# Work to be completed
From the line containing "like [298, 133]." through the last line of the material, copy every line exactly, both ends inclusive; do not copy pictures.

Dataset rows
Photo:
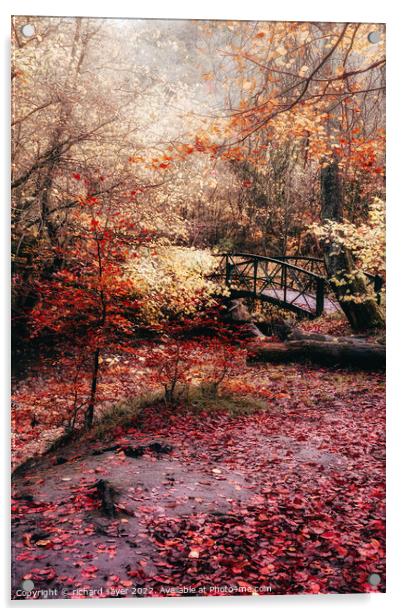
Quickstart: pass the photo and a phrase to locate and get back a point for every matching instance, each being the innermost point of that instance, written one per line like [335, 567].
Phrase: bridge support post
[319, 302]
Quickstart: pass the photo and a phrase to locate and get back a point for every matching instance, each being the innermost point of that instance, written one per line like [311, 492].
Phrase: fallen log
[330, 352]
[107, 495]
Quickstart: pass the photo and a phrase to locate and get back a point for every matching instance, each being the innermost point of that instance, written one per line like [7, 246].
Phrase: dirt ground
[288, 499]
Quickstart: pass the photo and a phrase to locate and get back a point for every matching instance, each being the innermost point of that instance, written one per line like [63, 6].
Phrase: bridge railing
[274, 280]
[317, 265]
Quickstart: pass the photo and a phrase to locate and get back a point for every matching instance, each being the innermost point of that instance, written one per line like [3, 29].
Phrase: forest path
[265, 498]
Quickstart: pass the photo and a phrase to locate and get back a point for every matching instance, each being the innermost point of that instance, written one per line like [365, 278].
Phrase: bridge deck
[297, 283]
[306, 302]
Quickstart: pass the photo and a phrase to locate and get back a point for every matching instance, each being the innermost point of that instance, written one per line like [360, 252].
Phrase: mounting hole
[374, 579]
[374, 37]
[28, 30]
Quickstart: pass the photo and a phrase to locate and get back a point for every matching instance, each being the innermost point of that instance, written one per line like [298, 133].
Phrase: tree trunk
[327, 351]
[89, 413]
[362, 311]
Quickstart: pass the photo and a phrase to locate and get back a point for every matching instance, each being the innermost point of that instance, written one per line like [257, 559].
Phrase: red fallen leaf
[341, 550]
[267, 569]
[126, 583]
[328, 534]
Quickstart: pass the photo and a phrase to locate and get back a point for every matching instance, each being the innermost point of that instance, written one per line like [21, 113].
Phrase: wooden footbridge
[296, 283]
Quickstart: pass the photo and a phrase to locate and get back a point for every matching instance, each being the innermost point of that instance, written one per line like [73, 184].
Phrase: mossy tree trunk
[361, 310]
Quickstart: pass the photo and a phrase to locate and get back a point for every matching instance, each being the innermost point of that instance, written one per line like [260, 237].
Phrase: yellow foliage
[173, 281]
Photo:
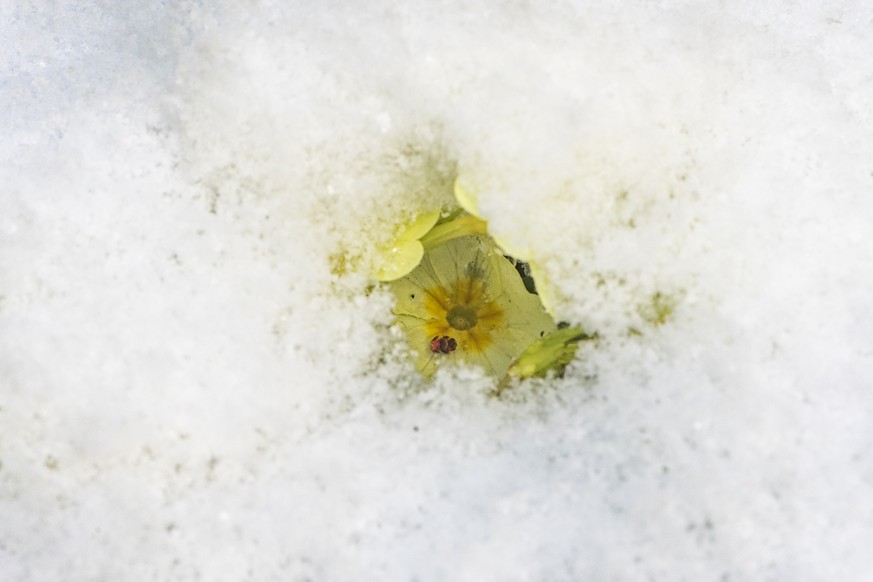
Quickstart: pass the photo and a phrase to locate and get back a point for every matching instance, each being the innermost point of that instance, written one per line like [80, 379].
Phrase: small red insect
[443, 344]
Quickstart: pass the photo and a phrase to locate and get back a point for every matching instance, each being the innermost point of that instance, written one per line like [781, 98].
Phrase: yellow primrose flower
[466, 301]
[468, 200]
[423, 234]
[404, 252]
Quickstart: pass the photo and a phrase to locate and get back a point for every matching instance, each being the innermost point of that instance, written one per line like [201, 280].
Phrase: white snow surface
[188, 391]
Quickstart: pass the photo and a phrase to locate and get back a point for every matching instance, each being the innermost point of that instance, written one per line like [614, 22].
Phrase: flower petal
[399, 260]
[466, 289]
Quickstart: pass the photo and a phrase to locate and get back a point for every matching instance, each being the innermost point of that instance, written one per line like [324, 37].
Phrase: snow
[189, 391]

# Task result
Quickstart: pass the photo and a phrase to locate and get back a point for every matching instance, each being the innermost point of that instance, written one per line like [298, 133].
Phrase: tree trunk
[327, 351]
[89, 413]
[362, 311]
Quickstart: pass the photo and a phrase to locate and get back a point for every matching instance, each being the innermost point of that instance, written one per line like [257, 559].
Phrase: red fallen leaf
[341, 550]
[267, 569]
[126, 583]
[328, 534]
Quickstart: pass the photo and a phrase to locate and get back a point for every matching instance, each being the innermost point of that instance, written one per line like [21, 113].
Phrase: wooden footbridge
[296, 283]
Quickstart: pass the photo and a phrase to locate and get back a point for every matching instance, each being the innermost point of that instance, written one per line like [73, 184].
Phrase: mossy tree trunk
[361, 310]
Quickstart: pass the photo and a phrase to locate and get back a point for every matching instance, each being the innermost point of that instance, written one per line like [260, 237].
Phrase: yellow foliage
[173, 281]
Photo:
Quickstart: pass the photo and a phrase to locate and get back a point for every matching instance, each being the innermost point of that instance, written one per line like [80, 379].
Phrase: small red insect
[443, 344]
Quickstart: pass the photo and a phrase to locate and get back a point for every matching instance, each being the innermost point of that instance, written one per line like [781, 98].
Phrase: yellow primrose flower
[466, 301]
[468, 200]
[423, 234]
[404, 252]
Quickstart: pass the photo and a phrase to locate and get back a point for every matching instance, each being the innermost point of that instance, written one per line like [201, 280].
Phrase: white snow surface
[188, 391]
Quickstart: pass the photo and a phrase to locate and get back a point for every matching instance, each being the innermost point of that instance, written one per line like [614, 22].
Phrase: flower petal
[399, 260]
[466, 289]
Quickstart: pass the photo and a phrase to locate and get back a point for every matching instance, each being the innermost point of that instance, written one per line like [324, 37].
Phrase: snow
[189, 391]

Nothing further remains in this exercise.